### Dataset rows
┏━━

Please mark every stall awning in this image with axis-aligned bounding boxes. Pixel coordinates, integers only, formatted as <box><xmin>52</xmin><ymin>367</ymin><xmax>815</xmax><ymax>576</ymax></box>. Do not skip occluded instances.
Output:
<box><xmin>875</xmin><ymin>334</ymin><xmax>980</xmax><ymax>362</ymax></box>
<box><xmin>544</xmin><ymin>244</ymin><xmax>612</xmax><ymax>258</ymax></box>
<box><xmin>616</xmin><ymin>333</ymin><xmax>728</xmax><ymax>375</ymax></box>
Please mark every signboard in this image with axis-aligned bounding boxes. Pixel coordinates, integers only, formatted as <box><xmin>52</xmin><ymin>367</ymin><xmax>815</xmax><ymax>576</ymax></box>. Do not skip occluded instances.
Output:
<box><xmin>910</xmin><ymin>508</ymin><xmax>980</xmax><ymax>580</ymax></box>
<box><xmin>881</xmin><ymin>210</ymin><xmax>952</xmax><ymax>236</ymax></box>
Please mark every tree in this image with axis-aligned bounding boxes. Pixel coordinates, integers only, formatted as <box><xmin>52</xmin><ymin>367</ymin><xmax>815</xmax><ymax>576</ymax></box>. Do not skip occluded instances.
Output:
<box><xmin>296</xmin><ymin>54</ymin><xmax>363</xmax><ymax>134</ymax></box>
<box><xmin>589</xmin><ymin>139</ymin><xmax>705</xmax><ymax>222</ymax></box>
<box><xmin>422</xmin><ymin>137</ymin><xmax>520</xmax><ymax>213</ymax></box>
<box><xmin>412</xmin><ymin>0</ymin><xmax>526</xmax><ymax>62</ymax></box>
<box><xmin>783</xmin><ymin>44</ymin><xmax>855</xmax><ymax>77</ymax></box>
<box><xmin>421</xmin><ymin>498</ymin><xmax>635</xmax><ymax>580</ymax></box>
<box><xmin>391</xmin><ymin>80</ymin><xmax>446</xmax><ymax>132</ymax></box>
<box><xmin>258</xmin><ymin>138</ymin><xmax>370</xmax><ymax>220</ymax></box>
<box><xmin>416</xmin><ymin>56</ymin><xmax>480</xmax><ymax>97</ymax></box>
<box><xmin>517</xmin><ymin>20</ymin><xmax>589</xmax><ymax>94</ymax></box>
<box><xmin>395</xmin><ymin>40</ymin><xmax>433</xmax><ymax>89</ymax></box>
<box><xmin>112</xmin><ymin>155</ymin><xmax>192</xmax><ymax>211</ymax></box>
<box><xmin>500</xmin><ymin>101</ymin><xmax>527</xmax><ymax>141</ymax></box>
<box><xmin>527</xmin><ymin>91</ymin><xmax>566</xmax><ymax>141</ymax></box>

┗━━

### Written instruction
Rewrite the lines above, from the line that contains "Please mark every signboard" through the end of the dataset rows, inclusive, as a numbered list, leaving out any blank lines.

### Result of the task
1. Please mark every signboard in this image with axis-aligned bounding boxes. Pixel coordinates, integers only, formatted as <box><xmin>52</xmin><ymin>367</ymin><xmax>815</xmax><ymax>576</ymax></box>. Do not skip occluded instances.
2. Output:
3. <box><xmin>910</xmin><ymin>508</ymin><xmax>980</xmax><ymax>580</ymax></box>
4. <box><xmin>881</xmin><ymin>210</ymin><xmax>952</xmax><ymax>236</ymax></box>
5. Please mark every tree in this image with axis-aligned bounding boxes. Pixel coordinates, integers only, formatted as <box><xmin>52</xmin><ymin>367</ymin><xmax>815</xmax><ymax>576</ymax></box>. Do not skip occluded instances.
6. Output:
7. <box><xmin>296</xmin><ymin>54</ymin><xmax>363</xmax><ymax>134</ymax></box>
8. <box><xmin>589</xmin><ymin>139</ymin><xmax>705</xmax><ymax>222</ymax></box>
9. <box><xmin>422</xmin><ymin>137</ymin><xmax>520</xmax><ymax>213</ymax></box>
10. <box><xmin>412</xmin><ymin>0</ymin><xmax>526</xmax><ymax>62</ymax></box>
11. <box><xmin>783</xmin><ymin>44</ymin><xmax>855</xmax><ymax>77</ymax></box>
12. <box><xmin>421</xmin><ymin>498</ymin><xmax>635</xmax><ymax>580</ymax></box>
13. <box><xmin>391</xmin><ymin>80</ymin><xmax>446</xmax><ymax>132</ymax></box>
14. <box><xmin>258</xmin><ymin>138</ymin><xmax>370</xmax><ymax>220</ymax></box>
15. <box><xmin>416</xmin><ymin>56</ymin><xmax>480</xmax><ymax>97</ymax></box>
16. <box><xmin>517</xmin><ymin>20</ymin><xmax>589</xmax><ymax>94</ymax></box>
17. <box><xmin>395</xmin><ymin>40</ymin><xmax>433</xmax><ymax>89</ymax></box>
18. <box><xmin>112</xmin><ymin>155</ymin><xmax>192</xmax><ymax>211</ymax></box>
19. <box><xmin>500</xmin><ymin>101</ymin><xmax>527</xmax><ymax>141</ymax></box>
20. <box><xmin>527</xmin><ymin>91</ymin><xmax>566</xmax><ymax>141</ymax></box>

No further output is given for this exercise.